Tugas >> Sambung teks di bawah tentang sisa virus corona di paru-paru pasien yang sudah dipulangkan, mulai setelah kalimat terakhirnya.

Advertorial
Intisari-Online.com - Pasien virus corona yang dipulangkan dari rumah sakit masih bisa membawa virus jauh di dalam paru-paru mereka.
Studi di China mengungkap bahwa virus itu tidak terdeteksi oleh metode pengujian konvensional.
Dilansir dari Asia One, Kamis (30/4/2020), penemuan itu, yang diterbitkan dalam sebuah makalah di jurnal peer-review Cell Research pada hari Selasa, dapat menjelaskan mengapa semakin banyak pasien yang pulih bisa kembali positif.
"Pekerjaan kami memberikan bukti patologis pertama untuk residu virus di paru-paru pasien (yang dites negatif) tiga kali berturut-turut," tulis para peneliti, yang dipimpin oleh Dr Bian Xiuwu.
Ada kebutuhan "perbaikan pedoman klinis untuk penahanan virus dan manajemen penyakit", kata mereka.
Penelitian ini didasarkan pada pemeriksaan postmortem dari seorang wanita 78 tahun yang meninggal setelah terinfeksi virus corona.
Dia dirawat di Rumah Sakit Pusat Tiga Ngarai di Chongqing pada 27 Januari setelah jatuh.
Dia kemudian juga dinyatakan positif Covid-19 dan kemudian mulai mengembangkan gejala-gejalanya.
Setelah menerima pengobatan antivirus, dia dianggap siap untuk pulang pada 13 Februari.
Itu diputuskan setelah tiga kali berturut-turut uji tes mengatakan hasil negatif, berdasarkan sampel dari belakang hidung dan tenggorokannya.
Kondisinya membaik secara signifikan, didukung oleh CT scan. Namun, sehari kemudian, dia menderita serangan jantung dan meninggal.
Kasus ini menunjukkan "ada kebutuhan mendesak untuk memahami patogenesis infeksi Sars-CoV-2", Bian dan rekannya menyimpulkan.
Komunitas medis belum menetapkan bagaimana virus dapat mempengaruhi tubuh pasien yang pulih.

Item Tersimpan
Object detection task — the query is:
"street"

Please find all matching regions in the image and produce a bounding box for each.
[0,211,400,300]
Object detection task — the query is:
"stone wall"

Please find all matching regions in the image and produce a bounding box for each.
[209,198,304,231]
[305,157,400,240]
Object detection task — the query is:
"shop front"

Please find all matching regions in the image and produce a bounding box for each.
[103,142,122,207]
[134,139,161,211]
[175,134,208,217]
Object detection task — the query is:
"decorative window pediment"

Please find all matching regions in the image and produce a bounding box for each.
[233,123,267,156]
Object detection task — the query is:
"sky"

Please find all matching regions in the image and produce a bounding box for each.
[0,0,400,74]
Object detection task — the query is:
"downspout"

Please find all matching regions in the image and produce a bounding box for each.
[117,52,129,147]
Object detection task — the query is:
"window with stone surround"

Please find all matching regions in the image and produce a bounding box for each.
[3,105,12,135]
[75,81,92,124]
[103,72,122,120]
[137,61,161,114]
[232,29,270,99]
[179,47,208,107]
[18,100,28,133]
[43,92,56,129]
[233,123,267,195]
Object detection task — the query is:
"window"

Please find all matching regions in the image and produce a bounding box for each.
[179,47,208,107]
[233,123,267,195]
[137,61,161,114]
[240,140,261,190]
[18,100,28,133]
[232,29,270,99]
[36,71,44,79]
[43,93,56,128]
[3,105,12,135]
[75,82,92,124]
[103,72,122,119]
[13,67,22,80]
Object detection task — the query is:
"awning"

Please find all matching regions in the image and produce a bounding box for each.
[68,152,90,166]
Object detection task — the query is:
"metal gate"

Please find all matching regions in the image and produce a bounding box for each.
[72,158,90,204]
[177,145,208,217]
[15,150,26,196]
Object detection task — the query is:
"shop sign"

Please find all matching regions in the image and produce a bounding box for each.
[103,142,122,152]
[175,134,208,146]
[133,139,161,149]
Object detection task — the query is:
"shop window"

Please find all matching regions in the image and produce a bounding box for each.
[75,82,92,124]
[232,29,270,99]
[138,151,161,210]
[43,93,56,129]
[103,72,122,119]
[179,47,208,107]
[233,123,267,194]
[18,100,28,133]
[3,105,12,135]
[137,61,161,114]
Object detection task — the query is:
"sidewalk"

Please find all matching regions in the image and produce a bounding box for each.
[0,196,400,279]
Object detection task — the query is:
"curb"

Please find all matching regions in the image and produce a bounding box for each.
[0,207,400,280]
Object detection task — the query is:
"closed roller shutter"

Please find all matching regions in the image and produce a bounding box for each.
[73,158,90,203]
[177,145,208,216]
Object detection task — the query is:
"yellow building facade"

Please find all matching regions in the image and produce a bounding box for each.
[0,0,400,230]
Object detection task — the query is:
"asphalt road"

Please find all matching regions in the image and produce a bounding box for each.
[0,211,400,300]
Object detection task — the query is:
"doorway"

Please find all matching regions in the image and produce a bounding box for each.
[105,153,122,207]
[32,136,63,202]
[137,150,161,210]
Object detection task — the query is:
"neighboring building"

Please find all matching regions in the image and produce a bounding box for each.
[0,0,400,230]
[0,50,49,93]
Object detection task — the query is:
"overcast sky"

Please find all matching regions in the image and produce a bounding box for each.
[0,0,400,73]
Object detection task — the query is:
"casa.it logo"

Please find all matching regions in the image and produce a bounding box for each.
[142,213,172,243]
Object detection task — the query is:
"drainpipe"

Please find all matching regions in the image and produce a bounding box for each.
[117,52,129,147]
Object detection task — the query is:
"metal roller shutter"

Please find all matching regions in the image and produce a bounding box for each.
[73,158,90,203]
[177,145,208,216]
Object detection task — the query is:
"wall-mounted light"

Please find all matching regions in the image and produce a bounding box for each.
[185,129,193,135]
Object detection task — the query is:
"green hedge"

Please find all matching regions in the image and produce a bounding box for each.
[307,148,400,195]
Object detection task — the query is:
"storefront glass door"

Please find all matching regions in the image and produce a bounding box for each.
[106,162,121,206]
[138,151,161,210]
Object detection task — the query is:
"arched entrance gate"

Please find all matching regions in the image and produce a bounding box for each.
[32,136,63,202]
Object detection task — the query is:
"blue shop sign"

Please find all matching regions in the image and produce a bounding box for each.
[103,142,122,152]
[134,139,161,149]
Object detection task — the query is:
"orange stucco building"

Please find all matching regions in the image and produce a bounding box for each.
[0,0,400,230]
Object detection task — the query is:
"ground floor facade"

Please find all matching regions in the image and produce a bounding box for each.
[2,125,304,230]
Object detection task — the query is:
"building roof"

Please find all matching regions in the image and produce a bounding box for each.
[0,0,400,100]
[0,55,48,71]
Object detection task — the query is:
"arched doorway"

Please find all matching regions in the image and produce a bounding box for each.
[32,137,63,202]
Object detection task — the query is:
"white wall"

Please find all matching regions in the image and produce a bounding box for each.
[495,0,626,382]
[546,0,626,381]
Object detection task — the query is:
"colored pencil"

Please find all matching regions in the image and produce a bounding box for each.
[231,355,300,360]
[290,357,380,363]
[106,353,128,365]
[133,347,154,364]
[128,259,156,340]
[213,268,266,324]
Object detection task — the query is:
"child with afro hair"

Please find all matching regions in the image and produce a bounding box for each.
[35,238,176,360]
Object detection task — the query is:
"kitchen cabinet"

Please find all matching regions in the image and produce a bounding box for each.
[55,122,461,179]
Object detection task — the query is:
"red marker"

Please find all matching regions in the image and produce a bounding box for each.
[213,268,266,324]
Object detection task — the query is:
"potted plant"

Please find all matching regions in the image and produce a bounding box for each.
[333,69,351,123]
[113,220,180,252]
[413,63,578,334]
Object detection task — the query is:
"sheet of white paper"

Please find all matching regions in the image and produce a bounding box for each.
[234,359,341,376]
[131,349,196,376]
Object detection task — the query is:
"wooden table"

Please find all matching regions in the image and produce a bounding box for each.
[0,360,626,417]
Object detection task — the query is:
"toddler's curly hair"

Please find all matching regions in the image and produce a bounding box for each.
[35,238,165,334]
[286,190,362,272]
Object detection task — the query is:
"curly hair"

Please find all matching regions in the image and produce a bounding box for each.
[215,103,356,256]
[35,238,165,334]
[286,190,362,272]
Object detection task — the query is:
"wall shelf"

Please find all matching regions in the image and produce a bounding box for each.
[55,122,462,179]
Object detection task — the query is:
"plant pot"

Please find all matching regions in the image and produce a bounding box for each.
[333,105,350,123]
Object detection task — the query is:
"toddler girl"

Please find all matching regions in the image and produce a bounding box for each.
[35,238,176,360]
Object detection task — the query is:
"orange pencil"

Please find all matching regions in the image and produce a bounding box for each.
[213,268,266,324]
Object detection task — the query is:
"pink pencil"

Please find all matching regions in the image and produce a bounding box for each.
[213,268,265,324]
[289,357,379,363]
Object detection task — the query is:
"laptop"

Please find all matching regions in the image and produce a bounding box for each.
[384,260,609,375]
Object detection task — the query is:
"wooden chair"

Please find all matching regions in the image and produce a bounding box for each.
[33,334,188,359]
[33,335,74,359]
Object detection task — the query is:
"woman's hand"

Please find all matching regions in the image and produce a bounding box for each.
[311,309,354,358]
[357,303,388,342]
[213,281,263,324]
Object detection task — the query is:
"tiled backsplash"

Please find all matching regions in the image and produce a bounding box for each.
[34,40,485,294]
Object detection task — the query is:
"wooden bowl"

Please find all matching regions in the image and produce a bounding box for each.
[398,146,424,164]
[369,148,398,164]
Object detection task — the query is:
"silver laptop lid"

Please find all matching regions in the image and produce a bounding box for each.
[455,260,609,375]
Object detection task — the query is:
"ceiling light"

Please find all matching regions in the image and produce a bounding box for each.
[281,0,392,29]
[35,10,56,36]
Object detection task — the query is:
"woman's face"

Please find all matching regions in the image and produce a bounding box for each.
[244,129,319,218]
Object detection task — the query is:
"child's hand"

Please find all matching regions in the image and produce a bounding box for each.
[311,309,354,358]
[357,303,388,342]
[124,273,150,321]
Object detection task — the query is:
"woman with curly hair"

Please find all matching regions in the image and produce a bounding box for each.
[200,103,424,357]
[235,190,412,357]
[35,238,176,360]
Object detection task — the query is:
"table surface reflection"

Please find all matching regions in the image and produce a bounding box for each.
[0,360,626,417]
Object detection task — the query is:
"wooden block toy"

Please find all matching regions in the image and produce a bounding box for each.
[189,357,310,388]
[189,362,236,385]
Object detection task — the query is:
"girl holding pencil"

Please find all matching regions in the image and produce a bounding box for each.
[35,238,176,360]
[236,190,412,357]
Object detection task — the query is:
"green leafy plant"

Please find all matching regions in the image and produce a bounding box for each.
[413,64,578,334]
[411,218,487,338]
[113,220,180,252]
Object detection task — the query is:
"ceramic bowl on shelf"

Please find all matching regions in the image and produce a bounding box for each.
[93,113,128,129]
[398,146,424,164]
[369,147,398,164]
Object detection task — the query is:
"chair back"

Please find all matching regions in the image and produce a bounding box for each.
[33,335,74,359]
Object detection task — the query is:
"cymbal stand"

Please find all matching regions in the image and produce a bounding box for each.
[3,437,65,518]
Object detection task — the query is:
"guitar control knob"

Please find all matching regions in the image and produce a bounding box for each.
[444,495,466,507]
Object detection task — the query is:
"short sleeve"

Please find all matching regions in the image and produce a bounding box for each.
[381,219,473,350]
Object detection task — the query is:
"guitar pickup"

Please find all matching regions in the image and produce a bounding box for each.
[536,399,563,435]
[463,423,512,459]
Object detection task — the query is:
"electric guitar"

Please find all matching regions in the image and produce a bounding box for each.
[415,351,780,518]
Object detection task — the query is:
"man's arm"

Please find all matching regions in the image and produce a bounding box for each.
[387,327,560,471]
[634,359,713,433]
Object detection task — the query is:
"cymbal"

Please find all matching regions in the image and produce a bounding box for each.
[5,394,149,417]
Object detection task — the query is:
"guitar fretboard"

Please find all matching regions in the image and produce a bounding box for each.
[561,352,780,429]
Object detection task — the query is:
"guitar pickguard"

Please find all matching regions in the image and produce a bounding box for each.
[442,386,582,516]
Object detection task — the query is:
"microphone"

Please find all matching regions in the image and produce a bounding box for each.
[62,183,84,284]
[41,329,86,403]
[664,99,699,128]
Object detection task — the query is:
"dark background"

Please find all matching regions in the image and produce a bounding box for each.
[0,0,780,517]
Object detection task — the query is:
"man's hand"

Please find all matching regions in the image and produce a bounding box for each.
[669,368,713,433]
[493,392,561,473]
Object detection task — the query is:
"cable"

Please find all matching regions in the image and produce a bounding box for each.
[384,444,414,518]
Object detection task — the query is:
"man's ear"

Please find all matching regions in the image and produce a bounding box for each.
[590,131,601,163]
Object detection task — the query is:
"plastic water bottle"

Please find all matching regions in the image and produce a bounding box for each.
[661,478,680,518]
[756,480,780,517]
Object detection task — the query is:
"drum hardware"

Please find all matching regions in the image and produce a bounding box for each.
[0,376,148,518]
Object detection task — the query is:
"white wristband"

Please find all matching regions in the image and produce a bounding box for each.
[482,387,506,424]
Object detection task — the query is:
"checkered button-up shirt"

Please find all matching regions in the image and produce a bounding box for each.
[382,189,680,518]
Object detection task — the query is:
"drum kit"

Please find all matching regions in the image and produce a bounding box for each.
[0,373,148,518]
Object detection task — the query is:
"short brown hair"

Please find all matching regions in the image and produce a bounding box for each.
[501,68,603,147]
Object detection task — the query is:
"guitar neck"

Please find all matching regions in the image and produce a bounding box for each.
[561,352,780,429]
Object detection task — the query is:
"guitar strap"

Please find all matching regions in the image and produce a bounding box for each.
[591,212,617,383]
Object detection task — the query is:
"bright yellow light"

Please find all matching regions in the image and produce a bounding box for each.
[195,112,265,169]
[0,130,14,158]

Jawaban >>
Postmortem wanita itu tidak menemukan jejak coronavirus di hati, jantung, usus, kulit atau sumsum tulangnya.
Namun, para peneliti menemukan strain virus yang lengkap dalam jaringan jauh di paru-parunya. Mereka menempatkan sampel jaringan di bawah mikroskop elektron untuk mengkonfirmasi keberadaan virus corona yang diselimuti cangkang mirip mahkota.
Strain yang tersembunyi tidak menyebabkan gejala yang jelas.
Jaringan paru-paru menunjukkan kerusakan yang biasanya disebabkan oleh infeksi virus, tetapi tidak adanya virus di seluruh tubuh membuat deteksi sulit karena metode pengujian dalam penggunaan massal tidak mengambil sampel dari kedalaman di paru-paru.
Tim Bian menyarankan pembilasan paru-paru pasien sebelum mereka keluar dari rumah sakit, untuk deteksi yang lebih akurat dari jenis yang tersembunyi.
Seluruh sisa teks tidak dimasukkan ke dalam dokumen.